-- REQUIREMENT --
Carry the article on the Certified Piedmontese sponsorship forward from its last sentence, in the same first-person voice.

-- SUPPLIED PASSAGE --
★ ★ ★ ★ ★

Last year my good friend and Slowtwitch’s CTO Jordan Rapp wrote an article about Certified Piedmontese – both in the quality of its product and as an example of non-endemic sponsors in triathlon. Today we are going to follow up on what has happened with that sponsorship and we are going to dive into the company a little bit more. Before we get into the meat of the article I want to lay a little groundwork on why this partnership is personally important to me.
If you know me personally or have seen my Instagram account, you will know that I love to cook. I believe my love for cooking started at an early age out of necessity when I was a kid. My mom was never really a good cook (sorry mom) and my dad was super happy with breakfast for dinner (read: bowl of cereal) so proper meals were not really a big thing in our house growing up. That said, I loved to eat. Eating was everything to me. So the way that I looked at it was if I wanted to eat all the food that I wanted to eat, I was going to have to make it myself
When I was 16 and found myself just shy of over 300lbs – through zero fault of my parents – I discovered that my love for food and cooking was starting to become a bit of an issue in my life as it had replaced all emotional things in my life. Fast forward many years later I was able to correct the course and replace those emotional negative habits with more positive ones. I started to understand more about food, myself and the relationship I had with it.
An active lifestyle has always been a passion of mine – even as that 16 year old. I know to some readers that may seem odd, but it was true. I would always be the first kid that wanted to be outside. On a bike, hiking, camping, doing high adventure rope courses, whatever; if it was outdoors and cool, I wanted a piece of it. It just wasn't until about 16 that I discovered that my current life choices were likely to hinder me from doing what I was truly passionate about. This led me down the road of nutritional and emotional discovery.
If we are to look at what humans need in order to survive, food is the 3rd most important thing on the list, behind water and sleep. It’s simple: if you don't have it. you die. So naturally food is something that we all would think about alot. We think about when we are going to get it all the time: every day, probably multiple times a day. But when do we truly think about what we are eating and where is it coming from? As endurance athletes, the majority of us probably think about this way more than the average human getting ready to eat breakfast. That being said, I have been an endurance athlete for over 20 years now and it hasn't been until the last couple of years that this has really mattered to me. I'm sure a lot of that has started in my life because I'm now 42 and, like parents and all of my older friends once told me:
Shit goes south once you turn 40.
Let’s rewind the clock about 18 months or so to July 2021. I'm 41 at the time. Shit has, and is still, going south – both for me and globally – but racing is starting to open back up. Getting back into shape is becoming not only more important but it’s also harder. Meanwhile my BBQ Game is strong. My wife was getting really sick of me trying to learn how to cook brisket on the smoker. I’m in Lake Placid working for IRONMAN, filming for A Fighting Chance, and we are with Dede Griesbauer. It has been a really long time since I had seen her so we probably spent 80% of the time just catching up. While with her we talked about my jealousy of her sponsorship with Certified Piedmontese, and me teasing her about coming back to the light as Dede was a vegetarian back in the day. Twenty minutes later she had convinced me that I needed to try the stuff and she was going to introduce me to them.

★ ★ ★ ★ ★

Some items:
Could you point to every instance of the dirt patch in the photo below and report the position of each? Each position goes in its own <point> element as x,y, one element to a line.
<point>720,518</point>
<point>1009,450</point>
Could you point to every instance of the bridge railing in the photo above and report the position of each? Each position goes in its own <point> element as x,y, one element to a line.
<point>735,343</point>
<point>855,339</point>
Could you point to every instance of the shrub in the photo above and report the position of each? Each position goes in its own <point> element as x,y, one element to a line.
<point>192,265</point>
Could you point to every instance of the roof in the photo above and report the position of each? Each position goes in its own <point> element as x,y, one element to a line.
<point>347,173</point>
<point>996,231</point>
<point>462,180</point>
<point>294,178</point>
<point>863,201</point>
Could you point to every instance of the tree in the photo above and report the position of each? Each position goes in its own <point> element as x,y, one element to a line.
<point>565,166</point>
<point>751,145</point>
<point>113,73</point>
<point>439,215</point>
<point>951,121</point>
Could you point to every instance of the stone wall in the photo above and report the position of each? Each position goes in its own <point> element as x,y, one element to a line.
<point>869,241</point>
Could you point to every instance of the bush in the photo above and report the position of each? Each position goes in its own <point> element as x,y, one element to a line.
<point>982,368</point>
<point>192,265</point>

★ ★ ★ ★ ★

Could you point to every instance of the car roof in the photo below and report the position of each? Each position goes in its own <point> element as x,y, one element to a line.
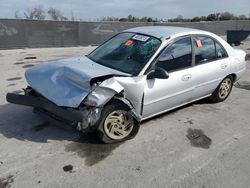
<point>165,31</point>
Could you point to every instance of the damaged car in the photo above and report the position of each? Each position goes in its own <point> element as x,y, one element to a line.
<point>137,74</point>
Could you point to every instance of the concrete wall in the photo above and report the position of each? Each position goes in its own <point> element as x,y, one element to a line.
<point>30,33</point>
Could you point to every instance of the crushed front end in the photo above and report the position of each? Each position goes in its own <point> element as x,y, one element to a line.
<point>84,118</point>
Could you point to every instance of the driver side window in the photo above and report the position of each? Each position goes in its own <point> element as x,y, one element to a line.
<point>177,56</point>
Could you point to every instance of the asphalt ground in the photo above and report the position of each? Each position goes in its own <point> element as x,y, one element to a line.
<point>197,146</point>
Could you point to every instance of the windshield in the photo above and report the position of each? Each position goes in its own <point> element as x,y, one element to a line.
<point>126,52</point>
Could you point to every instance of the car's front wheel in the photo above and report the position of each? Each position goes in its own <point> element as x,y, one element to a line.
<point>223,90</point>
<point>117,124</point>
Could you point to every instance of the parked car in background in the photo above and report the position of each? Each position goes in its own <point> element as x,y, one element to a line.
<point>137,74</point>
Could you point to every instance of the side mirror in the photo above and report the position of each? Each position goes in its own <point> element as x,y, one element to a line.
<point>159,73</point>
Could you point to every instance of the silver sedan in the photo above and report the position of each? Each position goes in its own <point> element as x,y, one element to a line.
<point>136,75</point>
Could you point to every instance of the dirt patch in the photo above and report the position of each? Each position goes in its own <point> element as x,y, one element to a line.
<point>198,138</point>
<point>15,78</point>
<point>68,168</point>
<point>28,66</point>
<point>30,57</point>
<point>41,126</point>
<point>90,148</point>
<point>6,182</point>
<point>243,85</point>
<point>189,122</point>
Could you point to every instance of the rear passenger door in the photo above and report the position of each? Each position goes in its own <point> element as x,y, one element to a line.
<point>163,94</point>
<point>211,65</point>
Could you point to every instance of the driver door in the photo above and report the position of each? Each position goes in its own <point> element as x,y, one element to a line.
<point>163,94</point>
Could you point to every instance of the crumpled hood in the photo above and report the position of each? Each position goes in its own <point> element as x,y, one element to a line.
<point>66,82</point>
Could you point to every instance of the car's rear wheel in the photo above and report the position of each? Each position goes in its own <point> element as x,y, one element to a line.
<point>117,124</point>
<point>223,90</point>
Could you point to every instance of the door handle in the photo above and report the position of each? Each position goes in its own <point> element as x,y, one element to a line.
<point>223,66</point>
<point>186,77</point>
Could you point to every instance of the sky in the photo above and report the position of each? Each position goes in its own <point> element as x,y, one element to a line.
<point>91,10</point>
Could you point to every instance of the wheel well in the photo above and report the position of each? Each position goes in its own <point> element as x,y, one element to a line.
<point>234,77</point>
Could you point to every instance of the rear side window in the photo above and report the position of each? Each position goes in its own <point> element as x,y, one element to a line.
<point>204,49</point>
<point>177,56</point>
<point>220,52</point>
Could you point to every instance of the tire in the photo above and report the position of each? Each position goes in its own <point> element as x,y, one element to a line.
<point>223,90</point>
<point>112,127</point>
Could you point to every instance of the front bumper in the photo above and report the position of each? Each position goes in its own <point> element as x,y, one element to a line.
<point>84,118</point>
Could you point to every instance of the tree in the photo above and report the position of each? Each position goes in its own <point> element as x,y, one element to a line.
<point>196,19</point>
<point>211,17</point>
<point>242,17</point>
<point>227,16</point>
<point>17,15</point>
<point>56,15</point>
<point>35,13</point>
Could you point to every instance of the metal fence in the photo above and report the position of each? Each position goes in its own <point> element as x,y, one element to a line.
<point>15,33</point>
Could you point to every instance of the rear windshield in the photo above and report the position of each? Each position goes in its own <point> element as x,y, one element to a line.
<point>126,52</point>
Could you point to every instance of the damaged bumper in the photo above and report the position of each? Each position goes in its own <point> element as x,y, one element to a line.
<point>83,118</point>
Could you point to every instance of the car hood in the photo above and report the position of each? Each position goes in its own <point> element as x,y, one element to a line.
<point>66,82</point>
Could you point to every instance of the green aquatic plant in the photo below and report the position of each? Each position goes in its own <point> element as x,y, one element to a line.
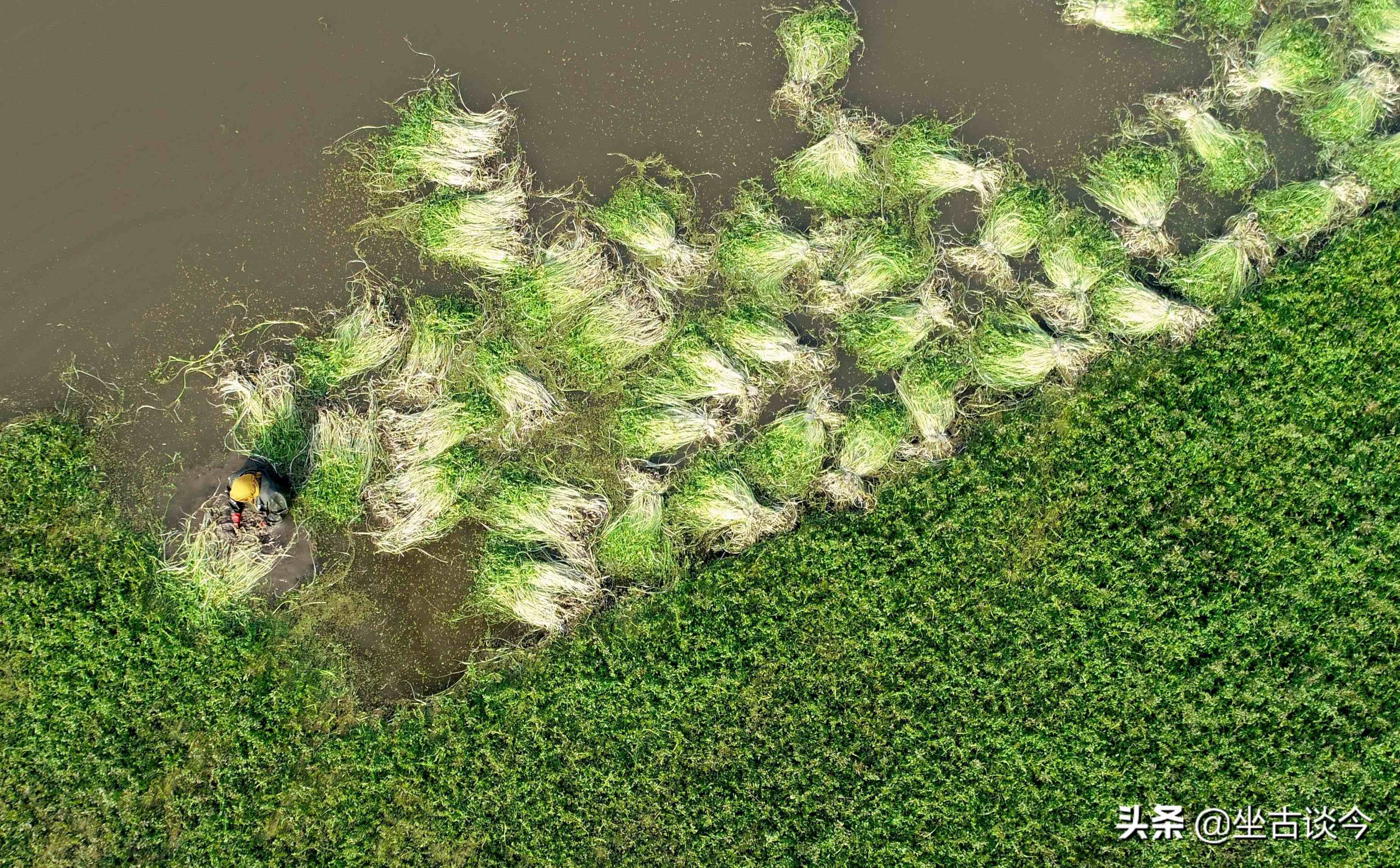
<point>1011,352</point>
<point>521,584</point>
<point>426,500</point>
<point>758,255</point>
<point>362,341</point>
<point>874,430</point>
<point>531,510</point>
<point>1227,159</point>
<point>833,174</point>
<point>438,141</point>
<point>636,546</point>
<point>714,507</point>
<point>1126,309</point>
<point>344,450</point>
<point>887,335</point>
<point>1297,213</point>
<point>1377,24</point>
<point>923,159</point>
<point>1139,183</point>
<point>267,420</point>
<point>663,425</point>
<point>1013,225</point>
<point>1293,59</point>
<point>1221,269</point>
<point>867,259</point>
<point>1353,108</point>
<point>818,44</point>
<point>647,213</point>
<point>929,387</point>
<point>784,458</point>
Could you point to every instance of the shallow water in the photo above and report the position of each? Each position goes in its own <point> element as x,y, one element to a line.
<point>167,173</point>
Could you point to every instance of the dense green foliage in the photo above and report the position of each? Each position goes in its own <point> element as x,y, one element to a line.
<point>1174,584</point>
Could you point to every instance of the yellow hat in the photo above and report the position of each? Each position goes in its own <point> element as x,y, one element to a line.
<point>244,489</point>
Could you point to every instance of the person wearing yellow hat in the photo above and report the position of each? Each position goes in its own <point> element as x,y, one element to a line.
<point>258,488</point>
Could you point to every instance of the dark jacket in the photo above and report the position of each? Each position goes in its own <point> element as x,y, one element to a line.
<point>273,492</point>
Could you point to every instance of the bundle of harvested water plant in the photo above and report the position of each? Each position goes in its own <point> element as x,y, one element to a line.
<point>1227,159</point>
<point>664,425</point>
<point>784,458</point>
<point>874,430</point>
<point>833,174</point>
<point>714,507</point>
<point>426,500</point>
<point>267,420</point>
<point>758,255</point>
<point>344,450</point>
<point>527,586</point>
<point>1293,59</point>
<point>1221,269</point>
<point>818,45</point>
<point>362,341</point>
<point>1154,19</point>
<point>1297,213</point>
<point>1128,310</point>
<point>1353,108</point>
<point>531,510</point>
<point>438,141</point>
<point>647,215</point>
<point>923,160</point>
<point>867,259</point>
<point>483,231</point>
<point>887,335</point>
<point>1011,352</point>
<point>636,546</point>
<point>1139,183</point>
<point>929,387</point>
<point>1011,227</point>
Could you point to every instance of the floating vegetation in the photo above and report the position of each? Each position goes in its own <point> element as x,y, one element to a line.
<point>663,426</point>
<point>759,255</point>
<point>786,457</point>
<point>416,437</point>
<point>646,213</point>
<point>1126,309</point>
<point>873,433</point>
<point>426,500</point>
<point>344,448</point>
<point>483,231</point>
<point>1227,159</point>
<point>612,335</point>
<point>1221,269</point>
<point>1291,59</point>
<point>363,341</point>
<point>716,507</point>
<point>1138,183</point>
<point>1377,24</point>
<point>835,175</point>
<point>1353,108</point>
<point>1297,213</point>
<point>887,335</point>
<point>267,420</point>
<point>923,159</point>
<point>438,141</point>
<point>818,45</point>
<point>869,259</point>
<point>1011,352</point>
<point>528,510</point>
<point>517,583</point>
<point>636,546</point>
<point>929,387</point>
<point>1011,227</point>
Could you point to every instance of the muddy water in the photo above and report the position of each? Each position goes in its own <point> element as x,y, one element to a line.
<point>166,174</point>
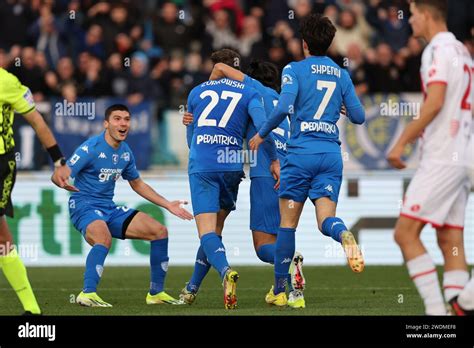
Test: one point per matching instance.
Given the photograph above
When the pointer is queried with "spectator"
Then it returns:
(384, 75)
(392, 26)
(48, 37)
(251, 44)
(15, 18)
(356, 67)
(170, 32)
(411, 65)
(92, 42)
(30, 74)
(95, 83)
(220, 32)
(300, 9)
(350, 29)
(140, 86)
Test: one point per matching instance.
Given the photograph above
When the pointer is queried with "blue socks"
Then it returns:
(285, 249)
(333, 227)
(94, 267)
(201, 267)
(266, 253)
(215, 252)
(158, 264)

★ ★ ★ ★ ★

-- WRITTEN RESPONSE --
Although I was jealous, I also had some reservations. “Grass fed beef. UGH,” I thought. I hated everything I’d tried to that point. People like Jordan have been trying to get me to eat grass fed beef for years. Nope. Every Single time I would try it, it was the same: “Nah. That stuff is gross, corn feed is way better.” So after introductions, and Certified Piedmontese offered to send some of us at Slowtwitch some samples to be honest I wasn't really all that excited. We got it and because it came frozen into the freezer it went. And to be honest I didn't really think much about it until I read Jordan’s piece probably a month later.
Two things really stuck out to me after reading his article. First, where your food is sourced really does matter. And second, people that support us (as in, our community, and an IRONMAN sponsor) should matter too. So out of the freezer it came and on to the BBQ it went. And truth be told, I really liked it. It was sort of like the first time I had an organic egg versus the cheap ones. There’s simply a huge quality and taste difference. So after that I started ordering from them. Our article came out and the marketing department and I started talking – less about a deal or a partnership but really about the quality of the product and what made this beef the only grass fed beef I really liked.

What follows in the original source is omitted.